__Data entries__
■ ■ ■ ■

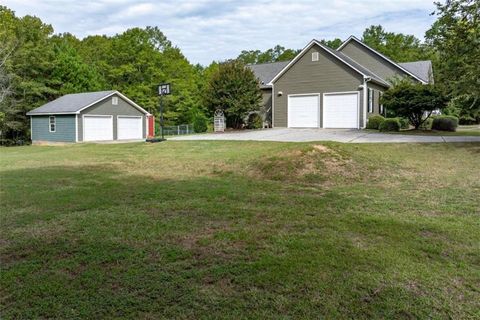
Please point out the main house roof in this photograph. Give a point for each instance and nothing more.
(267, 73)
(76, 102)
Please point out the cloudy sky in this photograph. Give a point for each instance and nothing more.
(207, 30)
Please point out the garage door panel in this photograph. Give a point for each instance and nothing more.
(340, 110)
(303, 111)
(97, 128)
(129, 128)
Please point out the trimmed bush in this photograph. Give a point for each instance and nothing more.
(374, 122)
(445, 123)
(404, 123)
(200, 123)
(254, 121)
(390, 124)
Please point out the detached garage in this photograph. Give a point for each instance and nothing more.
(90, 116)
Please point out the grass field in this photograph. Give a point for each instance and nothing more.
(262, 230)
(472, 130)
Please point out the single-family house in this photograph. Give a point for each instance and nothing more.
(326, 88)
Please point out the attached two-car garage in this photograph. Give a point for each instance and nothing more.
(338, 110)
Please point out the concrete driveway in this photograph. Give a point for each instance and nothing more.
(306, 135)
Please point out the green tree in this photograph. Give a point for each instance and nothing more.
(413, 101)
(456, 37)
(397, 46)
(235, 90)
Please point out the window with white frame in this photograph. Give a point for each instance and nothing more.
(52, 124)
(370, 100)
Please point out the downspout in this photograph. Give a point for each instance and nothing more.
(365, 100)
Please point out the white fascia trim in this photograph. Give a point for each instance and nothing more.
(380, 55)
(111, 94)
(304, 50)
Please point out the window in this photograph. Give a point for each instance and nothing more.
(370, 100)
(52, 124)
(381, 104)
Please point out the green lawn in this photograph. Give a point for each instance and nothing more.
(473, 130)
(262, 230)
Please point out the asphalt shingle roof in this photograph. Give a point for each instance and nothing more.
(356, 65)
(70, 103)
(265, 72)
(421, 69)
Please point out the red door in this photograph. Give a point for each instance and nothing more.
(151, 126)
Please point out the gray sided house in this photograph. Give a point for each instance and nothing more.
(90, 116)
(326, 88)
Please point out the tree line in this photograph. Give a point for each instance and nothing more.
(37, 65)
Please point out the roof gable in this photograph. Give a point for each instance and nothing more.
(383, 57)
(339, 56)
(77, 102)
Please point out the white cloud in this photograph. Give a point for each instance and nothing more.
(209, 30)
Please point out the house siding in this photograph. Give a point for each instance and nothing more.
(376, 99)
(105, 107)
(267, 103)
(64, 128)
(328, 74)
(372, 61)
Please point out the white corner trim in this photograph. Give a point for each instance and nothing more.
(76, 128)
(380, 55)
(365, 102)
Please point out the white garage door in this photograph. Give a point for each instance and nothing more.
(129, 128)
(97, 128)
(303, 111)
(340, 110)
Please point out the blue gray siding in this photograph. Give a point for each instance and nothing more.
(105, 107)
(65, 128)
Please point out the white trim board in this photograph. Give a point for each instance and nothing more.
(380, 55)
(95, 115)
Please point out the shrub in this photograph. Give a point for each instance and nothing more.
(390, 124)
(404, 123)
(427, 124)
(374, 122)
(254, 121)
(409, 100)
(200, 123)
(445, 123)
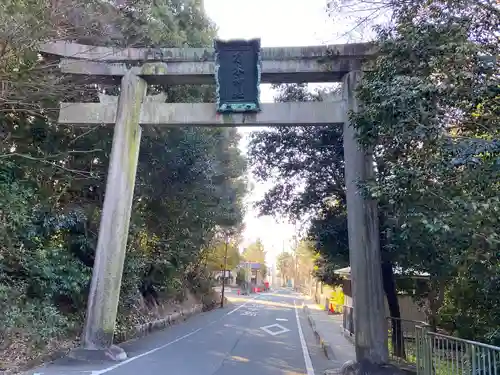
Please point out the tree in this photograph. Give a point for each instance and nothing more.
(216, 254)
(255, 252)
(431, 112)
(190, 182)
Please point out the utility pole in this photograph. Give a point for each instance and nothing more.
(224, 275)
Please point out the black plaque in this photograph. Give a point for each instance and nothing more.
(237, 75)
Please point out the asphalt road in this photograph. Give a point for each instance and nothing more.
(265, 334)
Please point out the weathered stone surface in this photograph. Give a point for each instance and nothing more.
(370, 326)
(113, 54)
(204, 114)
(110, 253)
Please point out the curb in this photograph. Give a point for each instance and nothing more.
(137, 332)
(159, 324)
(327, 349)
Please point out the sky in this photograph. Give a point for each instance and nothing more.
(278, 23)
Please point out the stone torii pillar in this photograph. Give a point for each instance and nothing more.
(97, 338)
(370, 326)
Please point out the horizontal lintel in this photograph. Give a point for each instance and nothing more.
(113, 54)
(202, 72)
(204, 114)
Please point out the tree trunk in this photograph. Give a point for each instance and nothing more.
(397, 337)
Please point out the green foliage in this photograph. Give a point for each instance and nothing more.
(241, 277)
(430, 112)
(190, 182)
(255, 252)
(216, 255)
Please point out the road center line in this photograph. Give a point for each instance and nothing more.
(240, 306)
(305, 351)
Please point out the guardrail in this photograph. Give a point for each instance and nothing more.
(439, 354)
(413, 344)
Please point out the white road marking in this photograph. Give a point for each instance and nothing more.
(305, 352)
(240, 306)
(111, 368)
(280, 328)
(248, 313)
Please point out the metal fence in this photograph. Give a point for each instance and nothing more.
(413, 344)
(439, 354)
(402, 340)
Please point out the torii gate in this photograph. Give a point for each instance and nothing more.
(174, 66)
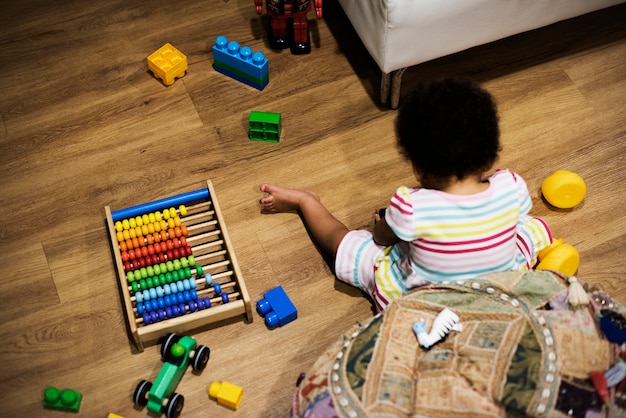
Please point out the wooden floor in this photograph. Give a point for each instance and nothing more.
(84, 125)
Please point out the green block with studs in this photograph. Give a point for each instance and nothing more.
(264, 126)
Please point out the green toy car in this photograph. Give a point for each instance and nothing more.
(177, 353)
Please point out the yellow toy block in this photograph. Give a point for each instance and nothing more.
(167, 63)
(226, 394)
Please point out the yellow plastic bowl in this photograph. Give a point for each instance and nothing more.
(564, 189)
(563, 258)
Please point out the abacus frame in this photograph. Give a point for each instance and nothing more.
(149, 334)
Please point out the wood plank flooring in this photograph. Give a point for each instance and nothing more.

■ ■ ■ ■

Carry over every one of the lines, starting with the line that contains "Please point out the abacus" and going on through the end of the data entries. Add 33 to each number in the point coordinates.

__Full response__
Please point out the abacus frame in this photograph. Give a point for each instance and nothing more.
(182, 367)
Please point out the wood plank flooring in this photograph. Give a point for each instance and nothing more.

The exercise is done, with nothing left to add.